PROBLEM TO SOLVE
Write out every entry precisely as given, leaving the pictures out.

· · · ·

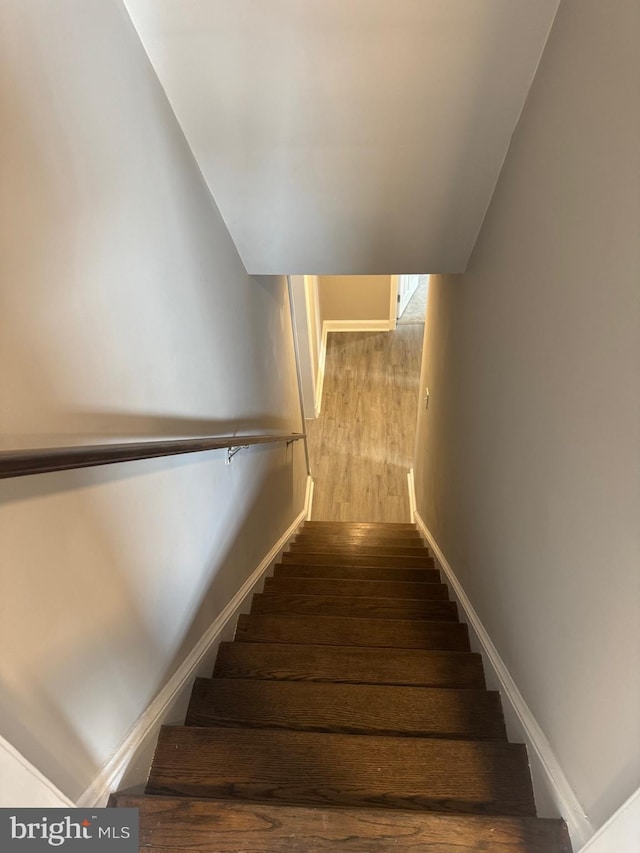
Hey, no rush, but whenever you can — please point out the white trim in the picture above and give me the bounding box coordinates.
[303,276,320,417]
[287,275,316,424]
[323,319,393,333]
[578,787,640,853]
[0,735,75,807]
[389,275,399,330]
[315,322,329,415]
[406,469,416,522]
[305,476,315,521]
[406,470,593,850]
[397,274,422,319]
[77,477,313,808]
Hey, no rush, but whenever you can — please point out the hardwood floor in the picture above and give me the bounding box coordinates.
[307,326,423,522]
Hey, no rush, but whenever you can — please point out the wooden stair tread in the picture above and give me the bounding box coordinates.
[185,677,506,740]
[281,552,435,568]
[213,642,487,688]
[146,726,536,816]
[111,793,572,853]
[301,521,417,530]
[294,532,423,545]
[236,613,470,651]
[251,592,458,621]
[274,564,440,583]
[288,544,431,558]
[264,575,449,599]
[297,525,422,536]
[110,520,571,849]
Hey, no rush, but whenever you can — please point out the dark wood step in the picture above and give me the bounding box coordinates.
[294,531,423,546]
[111,793,572,852]
[282,552,434,568]
[235,613,470,651]
[146,726,536,816]
[185,678,506,740]
[288,544,431,559]
[213,643,486,688]
[297,524,422,536]
[264,575,449,600]
[251,592,458,621]
[274,564,440,583]
[303,521,417,531]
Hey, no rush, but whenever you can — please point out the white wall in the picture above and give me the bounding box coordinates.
[0,0,306,802]
[578,788,640,853]
[123,0,560,274]
[0,737,73,808]
[413,0,640,834]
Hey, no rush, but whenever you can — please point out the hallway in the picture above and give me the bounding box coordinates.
[307,324,423,522]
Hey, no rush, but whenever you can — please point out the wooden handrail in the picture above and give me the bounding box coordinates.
[0,433,305,480]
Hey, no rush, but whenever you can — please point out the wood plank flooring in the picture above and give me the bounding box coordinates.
[307,327,424,522]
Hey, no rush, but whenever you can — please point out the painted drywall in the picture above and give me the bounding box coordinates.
[0,0,306,803]
[0,736,73,807]
[123,0,560,274]
[578,787,640,853]
[413,0,640,832]
[318,276,392,323]
[289,275,317,418]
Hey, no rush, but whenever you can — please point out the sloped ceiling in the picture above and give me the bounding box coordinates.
[124,0,559,274]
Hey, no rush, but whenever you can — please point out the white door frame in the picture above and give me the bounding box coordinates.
[389,275,399,330]
[397,274,422,318]
[288,275,320,420]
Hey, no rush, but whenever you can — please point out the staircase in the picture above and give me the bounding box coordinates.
[111,520,572,852]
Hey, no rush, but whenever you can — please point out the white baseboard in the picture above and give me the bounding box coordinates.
[577,786,640,853]
[407,471,593,850]
[77,477,313,808]
[323,319,393,333]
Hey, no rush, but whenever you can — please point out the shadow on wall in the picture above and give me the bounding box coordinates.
[0,0,306,804]
[0,439,303,802]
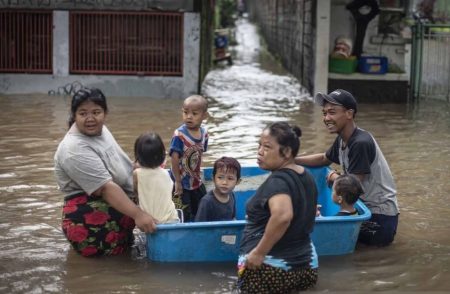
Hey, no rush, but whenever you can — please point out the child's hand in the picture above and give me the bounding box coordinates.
[172,191,188,211]
[316,204,322,217]
[174,181,183,197]
[133,161,141,170]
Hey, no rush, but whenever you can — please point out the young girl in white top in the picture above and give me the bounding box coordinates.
[133,132,179,223]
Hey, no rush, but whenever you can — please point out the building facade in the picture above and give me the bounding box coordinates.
[0,0,214,98]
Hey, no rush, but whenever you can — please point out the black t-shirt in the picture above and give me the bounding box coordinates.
[325,128,399,216]
[326,127,376,174]
[239,168,318,269]
[195,190,235,222]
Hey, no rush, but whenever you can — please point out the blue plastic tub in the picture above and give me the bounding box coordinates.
[146,166,371,262]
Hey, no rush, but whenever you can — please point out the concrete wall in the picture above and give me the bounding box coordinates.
[53,11,69,77]
[314,0,330,94]
[246,0,316,94]
[328,77,408,103]
[0,0,196,11]
[0,11,201,98]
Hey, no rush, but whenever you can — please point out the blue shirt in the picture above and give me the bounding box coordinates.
[169,124,208,190]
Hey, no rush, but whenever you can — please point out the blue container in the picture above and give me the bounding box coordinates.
[214,35,228,49]
[147,166,371,262]
[147,220,245,262]
[358,56,388,74]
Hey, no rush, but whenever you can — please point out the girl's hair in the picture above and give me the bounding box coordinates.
[265,122,302,158]
[134,132,166,168]
[334,174,364,205]
[68,88,108,127]
[213,156,241,180]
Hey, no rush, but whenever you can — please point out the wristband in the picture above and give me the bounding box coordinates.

· · · ·

EXERCISE RESULT
Hey, no rush, but whenever you can — please point out the white trim in the picture above and give me the bounding box coordinates.
[303,276,320,417]
[287,275,316,424]
[323,319,393,333]
[578,787,640,853]
[0,735,75,807]
[389,275,399,330]
[315,322,329,415]
[406,469,416,522]
[305,476,315,521]
[406,470,593,850]
[397,274,422,319]
[77,477,313,808]
Hey, no rush, but whenever you can — please point out the hardwood floor in the picture above and give me the bounding box coordinates.
[307,326,423,522]
Hey, no rush, but whenever you can — please point out the wooden stair tread in the picture above and give me the bounding box coordinates.
[185,677,506,740]
[281,552,435,568]
[213,642,487,688]
[146,726,536,816]
[111,793,572,853]
[301,521,417,530]
[294,532,423,545]
[236,613,470,651]
[251,592,458,621]
[274,564,440,583]
[288,544,431,558]
[264,575,449,599]
[297,525,422,536]
[110,520,571,849]
Hey, no rush, but whenever you can — please point out the dark wood step in the picture above and give me the bounding box coordinates.
[294,531,423,546]
[111,793,572,852]
[282,552,434,568]
[235,613,470,651]
[146,726,536,816]
[185,678,506,740]
[288,544,431,559]
[213,643,486,688]
[297,524,422,536]
[264,575,449,600]
[251,592,458,621]
[274,564,440,583]
[303,521,417,531]
Hey, no rush, but whenever you can — please point out the white wall in the picture above and give me the bounding box coordinates.
[0,0,306,802]
[578,788,640,853]
[123,0,560,274]
[0,737,73,808]
[413,0,640,834]
Hey, no rush, but whenever you can — please point out the hallway in the picture above and give me the bounding box coordinates.
[307,324,423,522]
Hey, no rush, but whenever you can — please point out the wooden handrail in the picture above and give me the bounding box coordinates.
[0,433,305,480]
Hey, no rush, but whenever you can — please point out the wood plank flooring in the picture above and give me the bounding box coordinates.
[307,327,424,522]
Hey, no rush, but whenever you can — please point out the painted drywall in the picture above and give me the bounding box coordinates.
[0,0,306,803]
[0,736,73,807]
[123,0,560,274]
[578,787,640,853]
[413,0,640,832]
[318,276,392,323]
[289,275,317,418]
Hey, no rush, but whenever you can — please point out the sloped ceiling in the picture above and give me the bounding box coordinates.
[124,0,559,274]
Hey, no rush, but whenever you can — please point out the white door frame in the picture above and give me the bounding box coordinates.
[389,275,399,330]
[397,274,422,318]
[288,275,320,420]
Hey, no rush, but whenever you can — please point out the staircase in the picture above and give me the bounding box coordinates.
[111,520,572,852]
Hey, no rush, but whenever you can — please point out the white baseboard in the picture above and give me the bounding box coordinates.
[577,786,640,853]
[407,471,593,850]
[77,477,313,808]
[323,319,393,333]
Hey, no rush, but whenever you can — please point out the shadow on wall in the picture above and give me the bounding box coordinates.
[0,0,306,804]
[0,439,303,802]
Hey, no rush, but whenever you can — please point out the child's hand in the picture above and give me the bounding box coordinates.
[172,191,188,211]
[316,204,322,217]
[174,181,183,197]
[133,161,141,170]
Hey, no rush, but whenever you can — please point out the young girl in white top in the picture above and give me the bounding box coordinates.
[133,132,179,223]
Hey, no rush, but whenever you can — please point out the building facade in the picture above and give me the bounding box coordinates.
[0,0,214,98]
Hey, no rush, but whenever you can — please point out the black t-shirt in the picture above and give me the bounding box coordinates.
[325,128,399,216]
[326,127,376,174]
[239,168,318,269]
[195,190,235,222]
Hey, no rush, but whenever you can — please point out the blue plastic tub in the picture above and give me the bounding box coordinates.
[146,166,371,262]
Hey, no rush, but whenever you can — please point out the concrete wall in the picture above and give me the bounding box coordinates.
[53,11,69,77]
[314,0,330,94]
[246,0,316,94]
[328,77,408,103]
[0,0,196,11]
[0,11,201,98]
Hey, no rush, but whenever you can — please point out the blue shirt in the picture above and give me the bounding box coordinates.
[169,124,208,190]
Hey, no rush, but whenever you can — please point out the blue container in the picture above and give me the bounding box coordinates.
[214,35,228,49]
[147,166,371,262]
[147,220,245,262]
[358,56,388,74]
Hey, no rush, but whenever you can — please point out the girl's hair in the picture above and give me the bounding box coordinates.
[265,122,302,158]
[134,132,166,168]
[334,174,364,205]
[68,88,108,127]
[213,156,241,180]
Hey, no rush, but whenever you can — please point out the wristband in the picture above and give me the bounding box coordinates.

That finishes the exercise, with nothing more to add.